= What you will do =
A. Update the stretch of the California carbon article from "California Data" through "the electricity sector.", putting "bar charts" in place of "pie charts".
B. Translate this sentence from the California carbon article into Spanish: "California imports about a quarter of its electricity."

California Plans a Carbon Diet

California Plans a Carbon Diet

January 01, 2009

By Heather Mehta, Briana Kobor and Dr. Robert Weisenmiller

Anyone who thinks that putting a program in place to cap carbon emissions in the United States will be easy should take a look at what is happening in California. The state became the first in the nation to adopt mandatory carbon controls in 2006. It is still struggling to put the regulatory framework in place to implement its program.

Carbon controls are widely expected to be adopted at the federal level by 2010. The California experience shows that developing the regulatory structure to implement controls will likely take years and will be fraught with challenges as the detailed regulations are developed.

The California law that controls emissions is called AB 32. It requires California to limit greenhouse gas emissions to 1990 levels by 2020. In December, more than two years after AB 32 became law, California took a significant step toward fulfilling the goal of AB 32 when the California Air Resources Board — called CARB — unanimously approved a so-called scoping plan that lays out how California will reduce its greenhouse gas emissions to reach the 2020 target. The plan is available on the CARB website .

California Data

California emits roughly 2% of worldwide greenhouse gas emissions, making the state the 15th largest emitter on the planet. However, the California economy is less carbon intensive than the national average. California represents about 13% of the US economy, but state greenhouse gas emissions account for only 7% of total US emissions.

The California transportation sector is the largest single source of emissions, constituting 38% of statewide emissions. Electricity is the second largest emitting sector with 23% of statewide emissions. The pie charts show average emissions during the period 2002 to 2004 in California by sector. California imports about a quarter of its electricity. However, because a good portion of imported power comes from coal-fired generation, imported power accounts for more than half of the emissions from the electricity sector.

The California emissions profile is different than the profile for the United States as a whole in one important respect: in-state electricity generation is responsible for 11% of California emissions, while on the national level, electricity generation is responsible for 40% of emissions, the largest of any sector.

There are two main reasons for this. First, California has aggressively pursued energy efficiency programs for many years. As a result, per-capita energy use in California has remained relatively flat since the 1970s while national per-capita energy use has risen dramatically. In 2005, national per-capita energy use was nearly twice that of California. Second, California is less dependent on coal for electricity generation with more hydro, renewables and natural gas in its power resource mix than the rest of the nation. Any national policy to reduce greenhouse gas emissions should affect national electricity markets more than the market in California.

Legal Framework

California has been moving to limit greenhouse gas emissions since 2002. The state legislature voted that year to require the state to adopt regulations to reduce emissions in the transportation sector, the state’s single largest source of emissions.

Meanwhile, Governor Arnold Schwarzenegger issued an executive order in 2005 that called for statewide emissions to be reduced to 2000 levels by 2010, 1990 levels by 2020 and 80% below 1990 levels by 2050. These goals were partially codified a year later in AB 32, which adopted the 2020 target and delegated implementation primarily to CARB.

Following the passage of AB 32, the California Environmental Quality Act — called CEQA — emerged as another policy front with climate change implications. Attorney General Jerry Brown and environmental groups filed lawsuits forcing the consideration of greenhouse gas emissions when land use permitting and planning take place.

= Provided data =
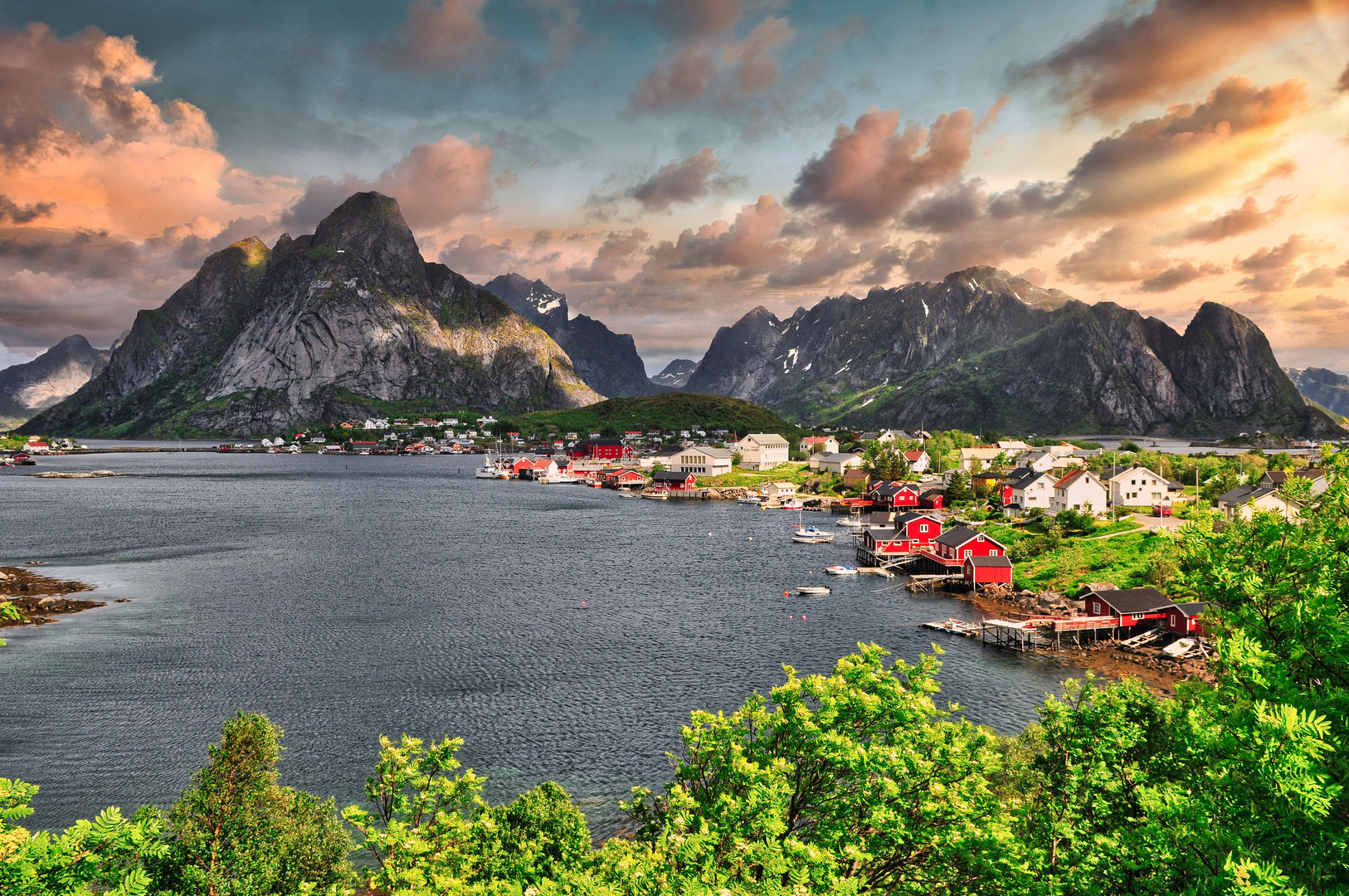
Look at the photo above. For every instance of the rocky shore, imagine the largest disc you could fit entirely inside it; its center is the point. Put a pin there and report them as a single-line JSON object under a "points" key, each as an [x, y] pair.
{"points": [[41, 598]]}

= Answers to the tasks =
A.
California Data

California emits roughly 2% of worldwide greenhouse gas emissions, making the state the 15th largest emitter on the planet. However, the California economy is less carbon intensive than the national average. California represents about 13% of the US economy, but state greenhouse gas emissions account for only 7% of total US emissions.

The California transportation sector is the largest single source of emissions, constituting 38% of statewide emissions. Electricity is the second largest emitting sector with 23% of statewide emissions. The bar charts show average emissions during the period 2002 to 2004 in California by sector. California imports about a quarter of its electricity. However, because a good portion of imported power comes from coal-fired generation, imported power accounts for more than half of the emissions from the electricity sector.

B. California importa aproximadamente una cuarta parte de su electricidad.